→ **Task objective**: Please reproduce every line of the data from the one that contains "If you could tag each instance of the rowing" through the last line, shifting each coordinate in the answers by adding 22 to every number. Leave all other lines in that span unchanged and give back only those lines.

→ **Task input**:
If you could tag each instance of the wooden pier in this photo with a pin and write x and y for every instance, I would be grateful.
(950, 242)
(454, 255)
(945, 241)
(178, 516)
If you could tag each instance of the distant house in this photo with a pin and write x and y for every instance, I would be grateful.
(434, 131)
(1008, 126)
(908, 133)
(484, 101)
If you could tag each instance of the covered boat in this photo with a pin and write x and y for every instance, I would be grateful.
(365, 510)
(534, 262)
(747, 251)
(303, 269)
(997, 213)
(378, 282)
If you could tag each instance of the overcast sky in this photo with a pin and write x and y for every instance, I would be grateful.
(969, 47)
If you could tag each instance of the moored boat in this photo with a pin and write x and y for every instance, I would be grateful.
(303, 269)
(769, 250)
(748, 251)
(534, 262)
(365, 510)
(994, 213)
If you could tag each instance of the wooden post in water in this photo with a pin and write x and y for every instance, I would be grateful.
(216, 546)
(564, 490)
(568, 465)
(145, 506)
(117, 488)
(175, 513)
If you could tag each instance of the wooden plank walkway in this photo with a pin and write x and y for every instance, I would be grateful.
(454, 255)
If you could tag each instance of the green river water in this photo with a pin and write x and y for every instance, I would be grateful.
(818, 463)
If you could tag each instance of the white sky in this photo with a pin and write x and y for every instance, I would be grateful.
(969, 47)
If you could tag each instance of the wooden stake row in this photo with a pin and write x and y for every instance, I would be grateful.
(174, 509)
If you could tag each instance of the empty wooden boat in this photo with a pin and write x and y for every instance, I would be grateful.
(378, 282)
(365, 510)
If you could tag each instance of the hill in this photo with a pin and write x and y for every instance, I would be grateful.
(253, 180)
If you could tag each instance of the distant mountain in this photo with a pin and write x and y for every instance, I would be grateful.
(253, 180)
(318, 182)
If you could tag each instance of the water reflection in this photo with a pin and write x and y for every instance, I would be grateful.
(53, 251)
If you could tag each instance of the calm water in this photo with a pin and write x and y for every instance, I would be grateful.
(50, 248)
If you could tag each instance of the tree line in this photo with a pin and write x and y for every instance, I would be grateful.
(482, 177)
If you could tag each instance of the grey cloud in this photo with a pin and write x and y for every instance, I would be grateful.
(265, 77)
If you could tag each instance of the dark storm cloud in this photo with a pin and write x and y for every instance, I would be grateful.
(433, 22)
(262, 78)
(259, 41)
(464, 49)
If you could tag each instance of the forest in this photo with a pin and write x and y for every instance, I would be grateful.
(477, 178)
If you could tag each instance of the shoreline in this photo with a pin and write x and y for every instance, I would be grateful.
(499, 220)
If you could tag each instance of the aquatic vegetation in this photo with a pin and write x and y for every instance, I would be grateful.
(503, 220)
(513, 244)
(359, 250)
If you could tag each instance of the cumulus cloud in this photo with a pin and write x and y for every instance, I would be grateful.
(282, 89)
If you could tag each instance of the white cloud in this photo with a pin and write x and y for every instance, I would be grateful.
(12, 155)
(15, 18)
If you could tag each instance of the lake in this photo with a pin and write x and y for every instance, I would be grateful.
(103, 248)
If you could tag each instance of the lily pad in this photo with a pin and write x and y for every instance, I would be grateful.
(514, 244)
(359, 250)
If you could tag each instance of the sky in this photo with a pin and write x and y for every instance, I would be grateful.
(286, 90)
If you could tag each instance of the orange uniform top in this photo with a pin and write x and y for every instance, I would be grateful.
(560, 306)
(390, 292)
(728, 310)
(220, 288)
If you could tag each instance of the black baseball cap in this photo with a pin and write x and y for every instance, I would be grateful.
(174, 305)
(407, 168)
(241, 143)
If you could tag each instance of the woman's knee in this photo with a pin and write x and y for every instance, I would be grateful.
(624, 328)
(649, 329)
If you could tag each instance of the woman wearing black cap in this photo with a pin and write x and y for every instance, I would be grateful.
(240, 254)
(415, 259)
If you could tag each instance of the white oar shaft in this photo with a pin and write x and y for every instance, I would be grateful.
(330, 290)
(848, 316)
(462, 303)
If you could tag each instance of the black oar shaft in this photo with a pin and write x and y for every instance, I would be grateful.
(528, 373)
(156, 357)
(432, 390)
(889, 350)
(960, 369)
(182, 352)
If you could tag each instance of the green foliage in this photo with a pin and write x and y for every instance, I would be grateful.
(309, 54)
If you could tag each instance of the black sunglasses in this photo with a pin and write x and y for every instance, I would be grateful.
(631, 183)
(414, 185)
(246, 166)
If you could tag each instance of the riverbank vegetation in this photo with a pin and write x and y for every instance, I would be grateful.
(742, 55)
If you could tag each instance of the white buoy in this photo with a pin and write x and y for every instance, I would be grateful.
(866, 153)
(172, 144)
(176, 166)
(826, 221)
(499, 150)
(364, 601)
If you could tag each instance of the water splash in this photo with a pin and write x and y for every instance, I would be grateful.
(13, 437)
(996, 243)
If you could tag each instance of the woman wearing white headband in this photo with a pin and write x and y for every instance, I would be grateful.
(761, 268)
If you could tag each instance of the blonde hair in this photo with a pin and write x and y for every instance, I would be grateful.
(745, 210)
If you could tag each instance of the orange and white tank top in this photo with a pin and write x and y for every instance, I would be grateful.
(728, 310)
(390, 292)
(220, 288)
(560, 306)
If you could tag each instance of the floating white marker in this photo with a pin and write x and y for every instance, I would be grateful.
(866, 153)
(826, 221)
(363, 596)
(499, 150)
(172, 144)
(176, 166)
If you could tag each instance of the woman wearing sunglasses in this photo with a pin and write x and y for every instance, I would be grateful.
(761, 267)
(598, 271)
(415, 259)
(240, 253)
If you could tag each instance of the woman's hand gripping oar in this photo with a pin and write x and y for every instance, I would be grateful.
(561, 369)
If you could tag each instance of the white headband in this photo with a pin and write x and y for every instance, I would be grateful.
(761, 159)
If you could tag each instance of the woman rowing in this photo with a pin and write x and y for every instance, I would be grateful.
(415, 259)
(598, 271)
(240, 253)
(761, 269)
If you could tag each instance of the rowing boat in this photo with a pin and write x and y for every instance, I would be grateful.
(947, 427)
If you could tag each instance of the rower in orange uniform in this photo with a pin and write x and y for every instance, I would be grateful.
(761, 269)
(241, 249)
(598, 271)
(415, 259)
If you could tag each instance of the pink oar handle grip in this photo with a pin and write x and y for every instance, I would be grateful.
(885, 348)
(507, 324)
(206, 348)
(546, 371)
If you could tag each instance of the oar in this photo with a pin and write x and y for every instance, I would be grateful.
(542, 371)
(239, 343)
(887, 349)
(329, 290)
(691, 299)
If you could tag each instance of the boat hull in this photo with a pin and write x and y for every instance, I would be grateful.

→ **Correct response**:
If you could tag each instance of the rowing boat in this photo with a pin and write x and y for every instance, I would be grateful.
(969, 449)
If you could tag each instance of the rower in orange uniform in this photo with a pin and write x and y for every instance, I would be grateful.
(783, 291)
(263, 271)
(620, 293)
(437, 281)
If you could tag each instance of the pink oar handle grip in this photo with a pin and write x and y for every instance, I would be grateful.
(907, 370)
(529, 346)
(228, 370)
(568, 393)
If you could tag each instance of the oar in this photo with a pin and write x and y for every instance, I would be grateful.
(564, 393)
(261, 365)
(909, 371)
(351, 312)
(713, 321)
If you could tag each instance of the boat hull in this photo with a pin and write x and y for every instance, I would be grateful.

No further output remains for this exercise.